(Natural-language object grounding data)
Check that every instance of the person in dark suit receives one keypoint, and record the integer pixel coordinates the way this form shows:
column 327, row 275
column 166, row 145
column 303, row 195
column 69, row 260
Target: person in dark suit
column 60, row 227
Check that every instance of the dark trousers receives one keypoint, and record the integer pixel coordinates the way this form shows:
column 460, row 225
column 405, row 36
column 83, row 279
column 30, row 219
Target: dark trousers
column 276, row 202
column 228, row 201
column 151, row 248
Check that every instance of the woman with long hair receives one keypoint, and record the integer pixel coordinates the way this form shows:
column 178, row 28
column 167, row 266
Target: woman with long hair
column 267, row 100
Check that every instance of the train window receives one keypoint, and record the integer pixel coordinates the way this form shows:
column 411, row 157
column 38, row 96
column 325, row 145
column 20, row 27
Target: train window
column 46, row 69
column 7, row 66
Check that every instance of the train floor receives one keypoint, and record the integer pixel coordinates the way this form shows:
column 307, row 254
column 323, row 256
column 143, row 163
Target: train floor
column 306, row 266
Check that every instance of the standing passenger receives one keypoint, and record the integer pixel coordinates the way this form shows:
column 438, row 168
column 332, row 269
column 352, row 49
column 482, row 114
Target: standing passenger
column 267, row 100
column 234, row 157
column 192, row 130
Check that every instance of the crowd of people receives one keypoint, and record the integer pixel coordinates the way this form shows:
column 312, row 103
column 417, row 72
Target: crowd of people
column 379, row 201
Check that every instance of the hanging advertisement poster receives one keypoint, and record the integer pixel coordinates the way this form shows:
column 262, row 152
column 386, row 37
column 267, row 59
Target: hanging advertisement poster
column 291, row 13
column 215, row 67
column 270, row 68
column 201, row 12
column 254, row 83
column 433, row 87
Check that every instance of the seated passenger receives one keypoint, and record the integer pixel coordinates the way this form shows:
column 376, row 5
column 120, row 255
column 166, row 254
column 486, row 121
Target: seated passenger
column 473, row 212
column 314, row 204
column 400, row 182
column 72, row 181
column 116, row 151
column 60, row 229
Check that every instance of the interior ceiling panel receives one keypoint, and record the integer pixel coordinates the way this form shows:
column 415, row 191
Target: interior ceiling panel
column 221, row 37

Task details
Copy out each line of the records above that includes "this".

Task result
Check that every instance of the person in dark suit receives one keypoint, and record the integer pixel coordinates the way this form shows:
Check that every instance of the dark trousers receives one keypoint, and record the integer pixel coordinates the way this form shows:
Check that every instance of the woman with long hair receives one keypoint, and record the integer pixel coordinates the way this form shows:
Check that every instance of the train window receives one keypoint, and record the integer pixel coordinates the way this form shows:
Check that every instance of the train floor receives one keypoint, and record the integer pixel coordinates the way this form shows:
Check that every instance of the standing passenger receives one keypoint, and record the integer pixel coordinates the way this form shows:
Check that every instance of the crowd of people receives one keypoint, and record the integer pixel coordinates the way this form shows:
Check that every instance of the hanging advertisement poster receives one keypoint, and record the integer pixel coordinates the way this form shows:
Check that every instance of the seated passenger receives one keypoint, and record the integer pixel coordinates the way this form shows:
Check that every instance of the interior ceiling panel receives one keypoint, and record the integer pixel coordinates the way this form shows:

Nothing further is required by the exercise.